• Work request: Set every entry down again exactly, omitting none.

• Data for review:
# # # #
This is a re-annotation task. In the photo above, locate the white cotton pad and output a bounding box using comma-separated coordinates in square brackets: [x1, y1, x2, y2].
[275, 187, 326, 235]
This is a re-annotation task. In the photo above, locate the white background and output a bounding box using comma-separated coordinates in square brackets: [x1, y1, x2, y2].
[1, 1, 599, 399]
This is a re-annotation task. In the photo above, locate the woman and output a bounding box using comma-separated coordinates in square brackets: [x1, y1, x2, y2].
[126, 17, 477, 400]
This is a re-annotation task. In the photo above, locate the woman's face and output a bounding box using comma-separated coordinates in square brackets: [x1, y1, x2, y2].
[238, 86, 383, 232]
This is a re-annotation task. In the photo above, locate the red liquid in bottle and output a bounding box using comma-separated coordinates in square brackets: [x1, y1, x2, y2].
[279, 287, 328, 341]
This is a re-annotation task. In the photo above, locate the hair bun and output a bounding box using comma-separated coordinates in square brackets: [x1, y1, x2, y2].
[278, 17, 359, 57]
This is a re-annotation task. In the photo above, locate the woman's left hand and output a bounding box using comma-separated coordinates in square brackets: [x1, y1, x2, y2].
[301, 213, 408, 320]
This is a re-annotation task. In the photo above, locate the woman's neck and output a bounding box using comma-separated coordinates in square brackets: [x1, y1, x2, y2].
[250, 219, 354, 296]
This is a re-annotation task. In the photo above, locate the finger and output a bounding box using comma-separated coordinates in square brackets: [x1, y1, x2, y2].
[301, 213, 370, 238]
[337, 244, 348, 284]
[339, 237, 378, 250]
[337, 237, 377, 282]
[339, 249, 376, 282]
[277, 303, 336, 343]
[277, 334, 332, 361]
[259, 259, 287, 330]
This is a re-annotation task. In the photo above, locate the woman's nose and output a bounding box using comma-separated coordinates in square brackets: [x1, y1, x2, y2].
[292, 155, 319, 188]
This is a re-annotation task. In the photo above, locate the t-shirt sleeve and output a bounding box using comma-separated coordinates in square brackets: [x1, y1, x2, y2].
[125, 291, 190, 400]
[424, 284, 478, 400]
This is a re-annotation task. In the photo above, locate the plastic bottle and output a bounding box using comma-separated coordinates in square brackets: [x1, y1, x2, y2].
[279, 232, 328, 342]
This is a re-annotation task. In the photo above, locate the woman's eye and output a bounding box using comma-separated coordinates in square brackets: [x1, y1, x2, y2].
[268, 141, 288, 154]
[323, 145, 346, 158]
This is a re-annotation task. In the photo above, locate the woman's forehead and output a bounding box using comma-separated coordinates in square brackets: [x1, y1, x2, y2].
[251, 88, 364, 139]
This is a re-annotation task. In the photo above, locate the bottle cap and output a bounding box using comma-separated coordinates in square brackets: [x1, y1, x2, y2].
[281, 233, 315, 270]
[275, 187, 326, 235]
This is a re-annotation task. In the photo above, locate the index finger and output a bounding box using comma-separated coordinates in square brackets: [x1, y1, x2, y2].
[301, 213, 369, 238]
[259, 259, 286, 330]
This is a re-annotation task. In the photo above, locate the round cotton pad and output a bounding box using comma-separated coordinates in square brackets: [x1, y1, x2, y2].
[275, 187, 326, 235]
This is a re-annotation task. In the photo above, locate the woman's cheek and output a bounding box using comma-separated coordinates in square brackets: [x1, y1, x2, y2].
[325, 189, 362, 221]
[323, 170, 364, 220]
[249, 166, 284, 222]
# # # #
• Response box:
This is a re-annotation task. In the photo above, locate the white cotton pad and output a bounding box using comma-separated coordinates in square brackets: [x1, y1, x2, y2].
[275, 187, 326, 235]
This is a re-annotation task. In the photo above, locate the white background and output a bounding box using comma-separated coordinates in square brackets: [x1, y1, x2, y2].
[1, 1, 599, 399]
This is a re-annotation task. In the photo above, locate the woman and output a bounding box using comma-separated coordinates in square brackets: [x1, y1, x2, y2].
[126, 17, 477, 400]
This is a re-annotation task. In the photo above, locate the woman's face and output a bounding box using comma-separated coordinates in square brackets: [x1, y1, x2, y2].
[238, 86, 383, 232]
This is a re-annotation task. In the photo above, locate the red liquid in bottle and output a bounding box using comma-separated coordinates in square brackets: [x1, y1, x2, y2].
[279, 287, 328, 341]
This is a re-annotation task. In the photo above, locate the hair bun and output a bounding box using comma-separated coordinates in square brackets: [x1, y1, x2, y2].
[278, 17, 359, 57]
This is a re-annotation task. In the photo above, locate the woman's left hand and output a bounding box using comma-separated coordinates in square brackets: [x1, y1, x2, y2].
[301, 213, 408, 320]
This is a re-annotation task. In the photo above, locate the woman's neck and output a bounding box using comma-separated coordinates in square brackets: [x1, y1, x2, y2].
[250, 219, 354, 296]
This is a re-annotation task. In the photo above, locate the finger and output a bounding box using comma-separated coordinates in square brackets: [x1, y1, x2, y2].
[301, 213, 370, 238]
[337, 244, 348, 284]
[339, 237, 378, 250]
[337, 237, 377, 282]
[339, 249, 376, 282]
[277, 303, 336, 343]
[277, 334, 332, 361]
[259, 259, 287, 330]
This is a re-annotation task. In the photo above, locate the woman's nose and output a bounding box using comma-separated coordinates in square brackets: [x1, y1, x2, y2].
[292, 155, 319, 188]
This is a re-annotation task. In the photo above, locate the t-shirt sleeve and output a bounding box using comma-separated coordinates in square brackets: [x1, y1, x2, y2].
[125, 291, 190, 400]
[424, 284, 478, 400]
This is a re-annotation task. In the photo above, locate the plastic bottle and output a bounding box using comma-separated coordinates in square brackets: [x1, y1, x2, y2].
[279, 232, 328, 342]
This is a re-annotation task. In the photo above, locate the woman's eye and output a bounding box using comma-separated coordinates in square brackets: [x1, y1, x2, y2].
[268, 141, 288, 154]
[323, 145, 346, 158]
This is a re-annotation task. In the photo above, locate the woman's forehead and output a bounding box using comma-separated coordinates in square brackets: [x1, y1, x2, y2].
[251, 88, 364, 139]
This is a re-annotation task. In the photo above, locate the bottle cap and output a bounding box using comma-separated coordinates in square brackets: [x1, y1, x2, y2].
[281, 233, 315, 270]
[275, 187, 326, 235]
This is a re-annotation task. In the photo above, locate the index finger and output a bounding box using comma-separated coordinates in square brackets: [x1, y1, x2, y2].
[301, 213, 369, 238]
[259, 259, 286, 330]
This is a re-annotation task. In the photo above, locate the round cotton pad and output a bounding box using comma-separated coordinates in square brackets: [x1, y1, x2, y2].
[275, 187, 326, 235]
This is a re-annotation task. In the photo above, locate the woman's cheek and output a bounding box using comma-separated coordinates in square brackets: [x1, y1, x2, y2].
[325, 189, 362, 221]
[323, 170, 364, 220]
[249, 166, 284, 222]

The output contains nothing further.